§ Quoted passage:

"""

QUAERITUR: How much power does a bishop have over the liturgy in the diocese?

Say The Black Do The RedFrom a reader:

I was introduced to Canon 838 and surrounding. My understanding is that the bishop is free to do whatever he wants liturgically provided that the Apostolic See has not decreed to the contrary. Of course, he is meant to preserve the heritage of the Church, but in a strictly legal sense he gains a lot of leeway.

I’m pretty sure that the Missale Romanum has authority from the Apostolic See and thus outranks the bishop. Does the GIRM also outrank the bishop? Also, do declarations by the USCCB that are contrary to the GIRM and/or Missal outrank either of these? Are there specific texts/canons that make the hierarchy clear?

I wanted to consult a good canonist on this one.

Here is what I have come up with from my consultation.

In the Latin Church the moderation of the liturgy lies primarily with the Holy See.  That said can. 838 establishes that the diocesan bishop has a moderating role over the liturgy “according to the norm of law” (par. 1) and “within the limits of his competence” (par. 4).

The General Institution (not Instruction) of the Roman Missal is an essential part of the the Missale Romanum.

In English the GIRM (or variously IGRM) is often mistranslated as the General Instruction (I have done that a lot).  Thus, some liturgists and canonists want to apply to it the principles of canon 34.  The General Institution of the Roman Missal is part and parcel of the whole. The things which are established as normative by the General Institution, as well as the approved text of the Missal itself, are not subject to alteration by an individual diocesan bishop.

The adaptations to the GIRM made by bishops’ conferences are subject to recognitio by the Holy See.

"""

§ Task description:
Answer these questions using the post about a bishop's power over the liturgy.
1. Which canon gives the diocesan bishop a moderating role over the liturgy?
2. In English, what is the General Institution of the Roman Missal often mistranslated as?
3. What are adaptations to the GIRM made by bishops' conferences subject to from the Holy See?
Rely only on the post about a bishop's power over the liturgy.

§ Available data:
"""

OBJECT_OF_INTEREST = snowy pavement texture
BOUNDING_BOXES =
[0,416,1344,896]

"""

§ Finished answer:
1. Canon 838.
2. The General Instruction.
3. Recognitio.